PROBLEM: Copy the entries from the line with "of white speedboat" to the line with "top-left (871, 308), bottom-right (980, 343)", both ends included. Rescale each coordinate in the answers by multiplying it by 1.2 and rounding to a whole number, with halves rounded up, but leave the requests and their sample lines unchanged.

(Items from a labeling collection)
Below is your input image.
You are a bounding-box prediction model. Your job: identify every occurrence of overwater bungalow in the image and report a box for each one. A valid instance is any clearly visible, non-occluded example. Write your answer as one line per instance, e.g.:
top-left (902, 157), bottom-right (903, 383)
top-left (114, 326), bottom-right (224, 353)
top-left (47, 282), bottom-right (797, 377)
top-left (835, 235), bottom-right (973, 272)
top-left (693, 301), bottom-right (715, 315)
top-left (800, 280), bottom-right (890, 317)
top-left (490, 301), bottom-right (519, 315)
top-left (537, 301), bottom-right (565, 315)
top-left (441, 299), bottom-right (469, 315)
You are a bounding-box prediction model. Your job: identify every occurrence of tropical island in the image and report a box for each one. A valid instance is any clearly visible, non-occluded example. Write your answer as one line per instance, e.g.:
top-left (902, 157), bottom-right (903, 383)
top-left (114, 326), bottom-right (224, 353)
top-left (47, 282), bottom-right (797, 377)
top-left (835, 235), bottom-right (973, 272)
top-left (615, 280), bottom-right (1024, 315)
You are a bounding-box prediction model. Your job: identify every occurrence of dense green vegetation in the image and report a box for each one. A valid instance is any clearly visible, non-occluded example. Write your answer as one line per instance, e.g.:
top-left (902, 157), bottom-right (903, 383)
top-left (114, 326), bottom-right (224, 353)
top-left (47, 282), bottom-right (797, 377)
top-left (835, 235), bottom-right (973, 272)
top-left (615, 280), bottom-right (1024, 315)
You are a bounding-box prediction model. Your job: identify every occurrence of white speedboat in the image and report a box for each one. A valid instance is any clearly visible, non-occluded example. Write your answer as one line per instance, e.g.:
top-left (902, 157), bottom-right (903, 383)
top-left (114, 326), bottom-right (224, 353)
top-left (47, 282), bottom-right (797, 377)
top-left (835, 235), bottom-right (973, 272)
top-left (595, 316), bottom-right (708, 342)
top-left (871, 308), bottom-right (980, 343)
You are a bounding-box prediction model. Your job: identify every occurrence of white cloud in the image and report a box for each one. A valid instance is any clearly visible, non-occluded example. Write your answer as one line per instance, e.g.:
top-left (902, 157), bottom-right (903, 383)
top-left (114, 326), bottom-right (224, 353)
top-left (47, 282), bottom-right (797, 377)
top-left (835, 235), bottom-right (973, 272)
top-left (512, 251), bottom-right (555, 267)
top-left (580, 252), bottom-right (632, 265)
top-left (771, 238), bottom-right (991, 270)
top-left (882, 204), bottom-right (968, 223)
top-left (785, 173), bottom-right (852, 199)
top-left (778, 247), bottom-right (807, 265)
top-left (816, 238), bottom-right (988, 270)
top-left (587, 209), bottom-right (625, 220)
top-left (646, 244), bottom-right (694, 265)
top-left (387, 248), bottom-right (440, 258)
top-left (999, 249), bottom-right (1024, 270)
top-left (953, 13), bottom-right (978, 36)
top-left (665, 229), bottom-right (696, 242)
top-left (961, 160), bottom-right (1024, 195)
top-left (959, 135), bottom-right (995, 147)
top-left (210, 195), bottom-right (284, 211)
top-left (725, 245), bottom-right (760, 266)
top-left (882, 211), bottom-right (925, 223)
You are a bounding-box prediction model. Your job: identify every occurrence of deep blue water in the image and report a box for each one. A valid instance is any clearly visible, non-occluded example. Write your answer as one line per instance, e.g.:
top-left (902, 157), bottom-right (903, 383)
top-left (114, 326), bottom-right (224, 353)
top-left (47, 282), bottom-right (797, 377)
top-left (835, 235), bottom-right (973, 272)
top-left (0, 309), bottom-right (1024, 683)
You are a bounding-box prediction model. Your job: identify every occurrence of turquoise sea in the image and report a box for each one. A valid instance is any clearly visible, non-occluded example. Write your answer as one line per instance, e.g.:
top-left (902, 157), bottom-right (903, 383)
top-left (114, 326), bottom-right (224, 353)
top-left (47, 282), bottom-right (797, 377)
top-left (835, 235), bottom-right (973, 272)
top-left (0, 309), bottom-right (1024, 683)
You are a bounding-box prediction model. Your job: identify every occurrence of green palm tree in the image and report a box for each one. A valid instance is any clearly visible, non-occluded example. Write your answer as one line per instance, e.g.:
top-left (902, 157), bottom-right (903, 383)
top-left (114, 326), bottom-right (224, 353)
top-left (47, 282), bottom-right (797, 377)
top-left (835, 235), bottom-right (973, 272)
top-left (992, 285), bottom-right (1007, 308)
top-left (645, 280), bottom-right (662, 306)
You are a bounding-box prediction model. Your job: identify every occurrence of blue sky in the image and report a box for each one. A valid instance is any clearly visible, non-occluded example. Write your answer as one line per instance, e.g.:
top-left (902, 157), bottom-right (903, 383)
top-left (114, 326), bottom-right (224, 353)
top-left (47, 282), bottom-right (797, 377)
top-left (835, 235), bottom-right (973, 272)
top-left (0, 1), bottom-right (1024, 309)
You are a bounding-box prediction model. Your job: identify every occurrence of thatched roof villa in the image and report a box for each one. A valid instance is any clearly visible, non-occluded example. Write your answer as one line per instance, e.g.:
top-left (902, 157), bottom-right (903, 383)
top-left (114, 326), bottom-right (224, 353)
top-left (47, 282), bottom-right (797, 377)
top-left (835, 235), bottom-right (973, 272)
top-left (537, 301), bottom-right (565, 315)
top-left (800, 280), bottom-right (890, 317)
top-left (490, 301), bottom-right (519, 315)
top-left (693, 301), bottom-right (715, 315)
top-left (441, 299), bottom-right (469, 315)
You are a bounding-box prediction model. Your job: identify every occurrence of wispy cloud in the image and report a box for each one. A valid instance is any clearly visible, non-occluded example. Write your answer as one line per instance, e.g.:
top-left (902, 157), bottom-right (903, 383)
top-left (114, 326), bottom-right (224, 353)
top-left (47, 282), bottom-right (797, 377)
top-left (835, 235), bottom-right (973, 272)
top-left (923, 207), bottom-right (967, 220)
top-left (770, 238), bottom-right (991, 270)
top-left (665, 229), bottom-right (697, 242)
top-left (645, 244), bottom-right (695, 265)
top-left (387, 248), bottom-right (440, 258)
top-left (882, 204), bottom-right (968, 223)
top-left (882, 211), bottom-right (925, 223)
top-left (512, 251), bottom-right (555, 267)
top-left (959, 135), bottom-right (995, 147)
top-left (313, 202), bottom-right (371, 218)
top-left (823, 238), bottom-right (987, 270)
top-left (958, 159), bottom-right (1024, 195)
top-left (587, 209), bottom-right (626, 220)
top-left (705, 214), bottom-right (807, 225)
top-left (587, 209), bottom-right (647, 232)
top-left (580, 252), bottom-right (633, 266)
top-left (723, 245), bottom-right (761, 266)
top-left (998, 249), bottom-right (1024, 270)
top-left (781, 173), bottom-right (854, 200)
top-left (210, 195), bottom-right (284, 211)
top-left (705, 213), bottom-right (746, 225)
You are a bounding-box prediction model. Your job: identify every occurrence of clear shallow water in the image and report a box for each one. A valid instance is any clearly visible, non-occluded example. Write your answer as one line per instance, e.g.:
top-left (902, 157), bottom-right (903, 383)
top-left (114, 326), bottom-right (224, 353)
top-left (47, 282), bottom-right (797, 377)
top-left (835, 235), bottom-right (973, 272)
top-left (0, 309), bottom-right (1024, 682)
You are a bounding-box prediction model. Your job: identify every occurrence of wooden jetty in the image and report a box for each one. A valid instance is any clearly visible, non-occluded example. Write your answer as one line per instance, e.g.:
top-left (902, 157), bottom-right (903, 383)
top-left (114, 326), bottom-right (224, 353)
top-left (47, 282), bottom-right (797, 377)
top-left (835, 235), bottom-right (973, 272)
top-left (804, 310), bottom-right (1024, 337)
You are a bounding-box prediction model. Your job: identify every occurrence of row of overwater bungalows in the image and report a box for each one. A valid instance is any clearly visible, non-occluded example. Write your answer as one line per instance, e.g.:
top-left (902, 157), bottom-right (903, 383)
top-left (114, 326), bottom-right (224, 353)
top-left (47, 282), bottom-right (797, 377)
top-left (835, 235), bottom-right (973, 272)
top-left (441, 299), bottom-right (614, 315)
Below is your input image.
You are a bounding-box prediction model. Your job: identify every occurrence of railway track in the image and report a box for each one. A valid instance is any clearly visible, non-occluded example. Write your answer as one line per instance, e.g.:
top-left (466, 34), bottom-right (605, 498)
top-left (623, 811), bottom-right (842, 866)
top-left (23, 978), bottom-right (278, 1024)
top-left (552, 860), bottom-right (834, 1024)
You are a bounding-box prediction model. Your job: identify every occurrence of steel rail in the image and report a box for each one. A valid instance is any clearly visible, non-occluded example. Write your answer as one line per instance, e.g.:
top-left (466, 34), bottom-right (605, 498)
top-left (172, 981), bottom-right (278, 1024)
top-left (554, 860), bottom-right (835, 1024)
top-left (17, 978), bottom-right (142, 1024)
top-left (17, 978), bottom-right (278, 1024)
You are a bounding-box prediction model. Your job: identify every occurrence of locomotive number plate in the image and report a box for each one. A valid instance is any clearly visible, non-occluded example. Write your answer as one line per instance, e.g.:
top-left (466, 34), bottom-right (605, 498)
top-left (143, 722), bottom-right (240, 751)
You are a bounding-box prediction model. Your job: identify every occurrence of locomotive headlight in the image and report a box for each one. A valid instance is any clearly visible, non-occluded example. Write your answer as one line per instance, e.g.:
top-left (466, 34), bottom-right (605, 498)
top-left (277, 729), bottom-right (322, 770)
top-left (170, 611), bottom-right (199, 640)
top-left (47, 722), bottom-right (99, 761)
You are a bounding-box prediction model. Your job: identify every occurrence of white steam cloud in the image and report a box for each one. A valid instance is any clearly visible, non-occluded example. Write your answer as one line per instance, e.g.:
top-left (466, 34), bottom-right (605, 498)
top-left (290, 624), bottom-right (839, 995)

THE REPLY:
You are a bounding-box prediction model. Your job: identify every occurrence of white speedboat in the image and report a box for each one. A valid instance is any clearly visible, non-occluded example. Write your answer as one line per instance, e.g.:
top-left (902, 157), bottom-right (903, 383)
top-left (114, 326), bottom-right (224, 353)
top-left (47, 282), bottom-right (797, 377)
top-left (835, 235), bottom-right (973, 272)
top-left (714, 379), bottom-right (850, 410)
top-left (1045, 370), bottom-right (1176, 412)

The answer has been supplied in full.